■ What you are asked to do
Leave out the pictures and copy everything else in the entries exactly.
::: Data for this task :::
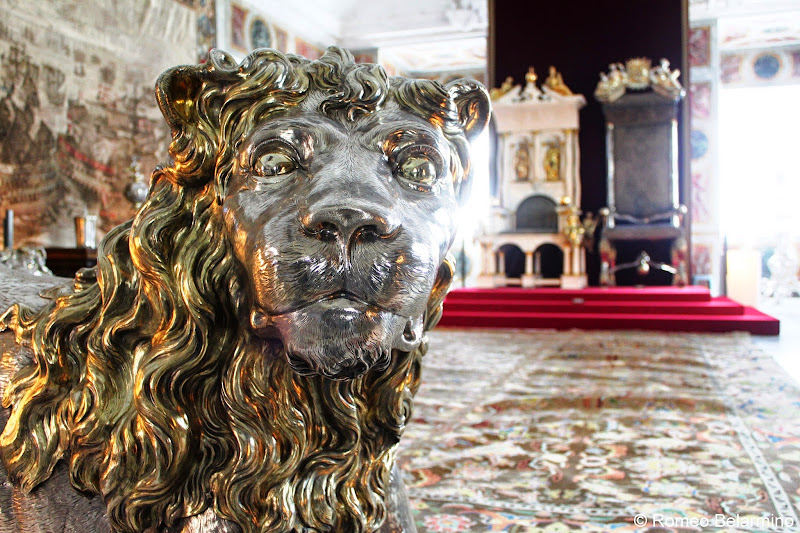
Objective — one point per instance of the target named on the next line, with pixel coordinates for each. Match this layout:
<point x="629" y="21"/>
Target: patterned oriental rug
<point x="602" y="431"/>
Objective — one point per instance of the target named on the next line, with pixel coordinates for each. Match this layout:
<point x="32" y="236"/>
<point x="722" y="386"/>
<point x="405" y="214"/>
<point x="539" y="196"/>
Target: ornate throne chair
<point x="643" y="202"/>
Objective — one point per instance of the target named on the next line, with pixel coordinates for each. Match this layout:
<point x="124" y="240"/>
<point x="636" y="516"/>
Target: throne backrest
<point x="642" y="154"/>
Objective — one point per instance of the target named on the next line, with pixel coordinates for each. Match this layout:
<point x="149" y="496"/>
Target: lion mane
<point x="144" y="378"/>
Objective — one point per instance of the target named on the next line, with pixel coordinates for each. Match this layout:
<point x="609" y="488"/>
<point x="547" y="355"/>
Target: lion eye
<point x="419" y="167"/>
<point x="273" y="165"/>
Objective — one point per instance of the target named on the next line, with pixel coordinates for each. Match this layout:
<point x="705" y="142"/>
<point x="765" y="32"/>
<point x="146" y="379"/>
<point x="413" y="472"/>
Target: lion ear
<point x="473" y="104"/>
<point x="176" y="91"/>
<point x="194" y="127"/>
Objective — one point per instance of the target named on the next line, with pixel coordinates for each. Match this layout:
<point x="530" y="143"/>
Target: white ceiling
<point x="412" y="35"/>
<point x="440" y="35"/>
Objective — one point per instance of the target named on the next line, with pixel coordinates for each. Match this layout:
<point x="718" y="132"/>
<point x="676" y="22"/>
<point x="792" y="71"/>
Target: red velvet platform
<point x="648" y="308"/>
:::
■ Solved problem
Objective — one point per instance of the target named on the next line, with pixel coordinates for each. Match this layout:
<point x="629" y="21"/>
Target: patterned oriental rug
<point x="602" y="431"/>
Objective — one point per instance of the target named on the next line, with pixel coordinates for each. Match this layout:
<point x="32" y="236"/>
<point x="722" y="386"/>
<point x="405" y="214"/>
<point x="539" y="196"/>
Target: ornate throne chair
<point x="643" y="202"/>
Objective — one point per instance of the target named on the next line, with pixel coordinates for each. Match this layout:
<point x="124" y="240"/>
<point x="636" y="516"/>
Target: throne backrest
<point x="642" y="154"/>
Objective — one point per instance of the target named on the next line, with pixel coordinates for each. Match this layout:
<point x="149" y="496"/>
Target: lion mane
<point x="144" y="378"/>
Objective — one point per instance of the target named on the next line, with pixel coordinates for each. Match this layout:
<point x="609" y="488"/>
<point x="547" y="355"/>
Target: lion eye
<point x="419" y="167"/>
<point x="273" y="165"/>
Objective — one point per instance of the target named on the next line, with pixel coordinates for each. Match this layout:
<point x="705" y="142"/>
<point x="765" y="32"/>
<point x="146" y="379"/>
<point x="413" y="472"/>
Target: lion ear
<point x="473" y="104"/>
<point x="176" y="91"/>
<point x="194" y="127"/>
Objective — one point per instance of the target named on the next line, with pixel coordinates for each. Match this layout:
<point x="530" y="143"/>
Target: white ceiling
<point x="412" y="35"/>
<point x="440" y="35"/>
Objective — one point per instance of the target named on the next line, with pixel coordinates for each. Match this layout:
<point x="718" y="132"/>
<point x="676" y="22"/>
<point x="792" y="71"/>
Target: red velvet platform
<point x="648" y="308"/>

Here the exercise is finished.